▸ **GIVEN REQUEST**:
Rescale the lines starting with the line containing "Given the image above, the model predicts where the glass" and going on through the line containing "[[66, 318, 847, 1088]]". Copy each line in full, multiply every coordinate in the answers by 2.55, and round to whole numbers with halves going up.

▸ **DATASET**:
— start —

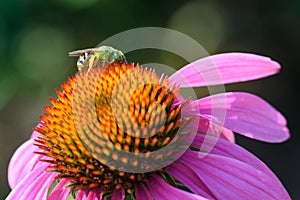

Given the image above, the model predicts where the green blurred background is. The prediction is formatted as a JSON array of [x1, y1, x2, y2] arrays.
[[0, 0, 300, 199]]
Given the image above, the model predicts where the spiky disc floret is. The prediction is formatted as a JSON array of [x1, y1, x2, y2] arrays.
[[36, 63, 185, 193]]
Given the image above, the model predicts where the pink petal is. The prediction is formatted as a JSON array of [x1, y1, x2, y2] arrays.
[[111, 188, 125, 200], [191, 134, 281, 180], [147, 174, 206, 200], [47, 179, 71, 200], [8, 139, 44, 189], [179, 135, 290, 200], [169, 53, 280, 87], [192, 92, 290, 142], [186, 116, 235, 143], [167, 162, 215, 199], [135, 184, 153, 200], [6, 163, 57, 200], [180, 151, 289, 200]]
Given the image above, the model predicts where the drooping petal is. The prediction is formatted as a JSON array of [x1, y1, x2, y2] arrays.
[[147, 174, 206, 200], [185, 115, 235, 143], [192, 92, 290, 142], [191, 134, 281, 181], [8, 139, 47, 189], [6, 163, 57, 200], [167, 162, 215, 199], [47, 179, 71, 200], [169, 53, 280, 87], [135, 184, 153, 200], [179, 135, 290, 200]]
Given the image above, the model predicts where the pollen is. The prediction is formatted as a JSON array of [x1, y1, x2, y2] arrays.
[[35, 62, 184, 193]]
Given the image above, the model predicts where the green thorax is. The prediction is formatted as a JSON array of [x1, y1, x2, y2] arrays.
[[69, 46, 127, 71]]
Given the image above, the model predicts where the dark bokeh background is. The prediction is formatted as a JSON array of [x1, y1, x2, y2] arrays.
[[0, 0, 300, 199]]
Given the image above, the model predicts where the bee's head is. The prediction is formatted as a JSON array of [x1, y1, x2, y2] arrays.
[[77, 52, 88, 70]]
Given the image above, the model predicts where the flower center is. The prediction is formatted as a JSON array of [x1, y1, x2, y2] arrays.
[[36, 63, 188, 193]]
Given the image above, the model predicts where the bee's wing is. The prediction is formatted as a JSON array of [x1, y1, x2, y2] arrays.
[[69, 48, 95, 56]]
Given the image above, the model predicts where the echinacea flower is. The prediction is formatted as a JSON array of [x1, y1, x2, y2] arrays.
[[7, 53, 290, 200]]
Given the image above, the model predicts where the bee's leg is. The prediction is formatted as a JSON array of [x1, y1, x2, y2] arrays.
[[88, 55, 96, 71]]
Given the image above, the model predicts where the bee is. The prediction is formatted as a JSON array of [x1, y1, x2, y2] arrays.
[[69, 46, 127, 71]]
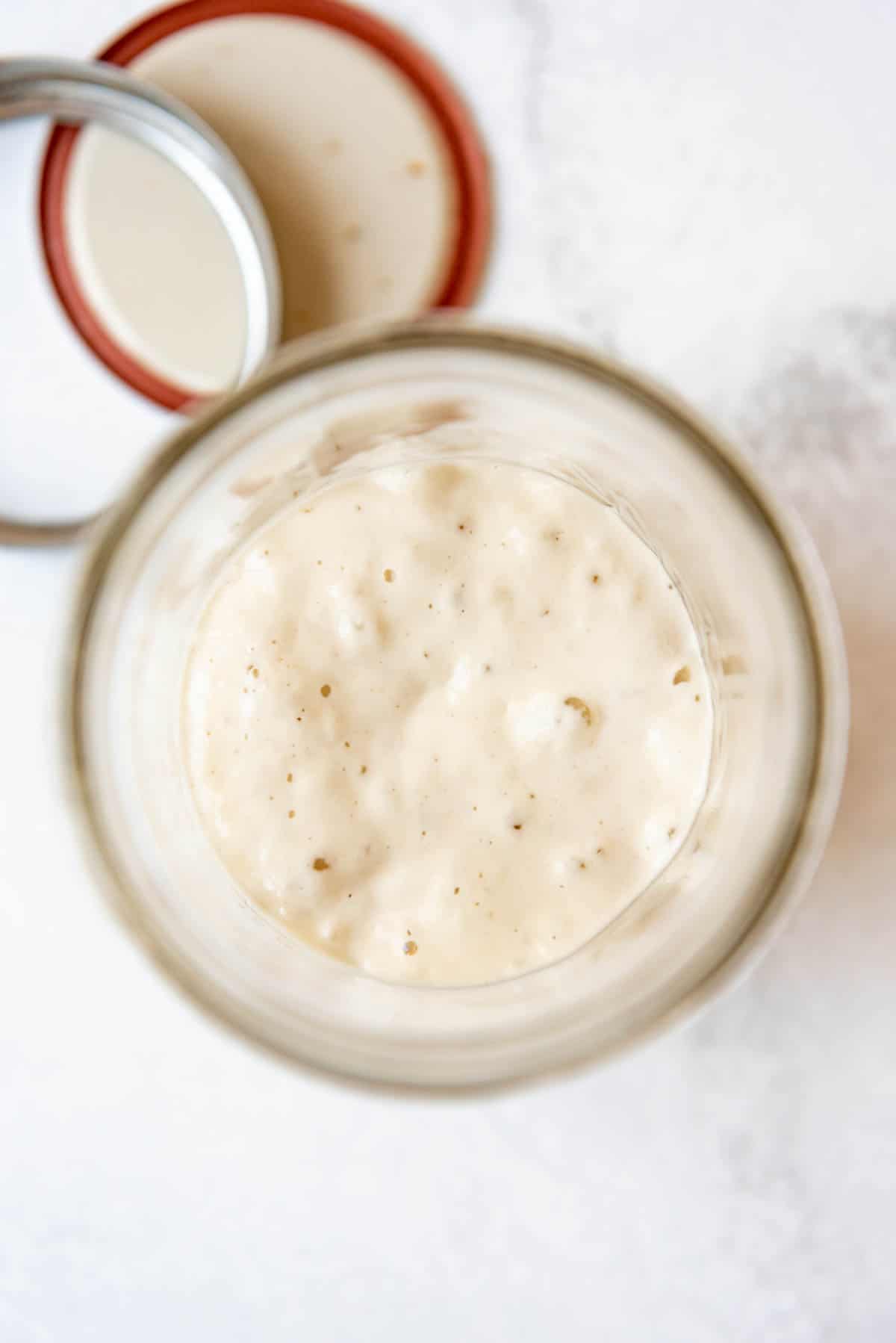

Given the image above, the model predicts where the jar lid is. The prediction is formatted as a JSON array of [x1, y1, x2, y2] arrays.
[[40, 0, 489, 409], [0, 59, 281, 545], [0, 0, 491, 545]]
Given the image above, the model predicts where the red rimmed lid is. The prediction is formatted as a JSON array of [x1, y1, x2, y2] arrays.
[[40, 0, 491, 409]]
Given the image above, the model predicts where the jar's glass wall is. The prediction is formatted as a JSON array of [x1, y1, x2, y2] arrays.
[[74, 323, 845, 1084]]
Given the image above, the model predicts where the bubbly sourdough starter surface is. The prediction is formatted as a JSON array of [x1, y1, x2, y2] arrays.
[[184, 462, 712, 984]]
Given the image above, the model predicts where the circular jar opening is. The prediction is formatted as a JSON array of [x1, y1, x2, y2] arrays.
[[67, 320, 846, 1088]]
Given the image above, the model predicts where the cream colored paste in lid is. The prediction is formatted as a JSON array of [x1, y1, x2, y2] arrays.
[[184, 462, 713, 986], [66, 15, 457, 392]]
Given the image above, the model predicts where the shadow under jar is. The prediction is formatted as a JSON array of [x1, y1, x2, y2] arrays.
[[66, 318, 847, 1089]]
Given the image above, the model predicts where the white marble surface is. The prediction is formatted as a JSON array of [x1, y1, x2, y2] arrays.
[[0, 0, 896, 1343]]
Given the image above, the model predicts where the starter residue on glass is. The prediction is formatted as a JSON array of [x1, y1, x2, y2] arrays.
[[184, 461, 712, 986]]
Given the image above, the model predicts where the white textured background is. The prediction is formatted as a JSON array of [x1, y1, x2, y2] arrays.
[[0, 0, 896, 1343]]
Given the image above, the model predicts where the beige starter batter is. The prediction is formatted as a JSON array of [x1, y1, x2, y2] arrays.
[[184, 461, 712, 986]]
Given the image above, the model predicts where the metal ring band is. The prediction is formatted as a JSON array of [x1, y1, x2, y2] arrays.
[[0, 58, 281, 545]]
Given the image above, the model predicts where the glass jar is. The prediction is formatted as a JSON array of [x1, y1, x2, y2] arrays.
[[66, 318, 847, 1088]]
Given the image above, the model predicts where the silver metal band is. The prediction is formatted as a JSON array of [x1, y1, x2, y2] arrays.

— end —

▸ **FULL ANSWER**:
Given the image above, the model predicts where the glass jar is. The prediction is formatted as a JSON array of [x1, y1, x2, y2] arrays.
[[168, 811, 2160, 2774]]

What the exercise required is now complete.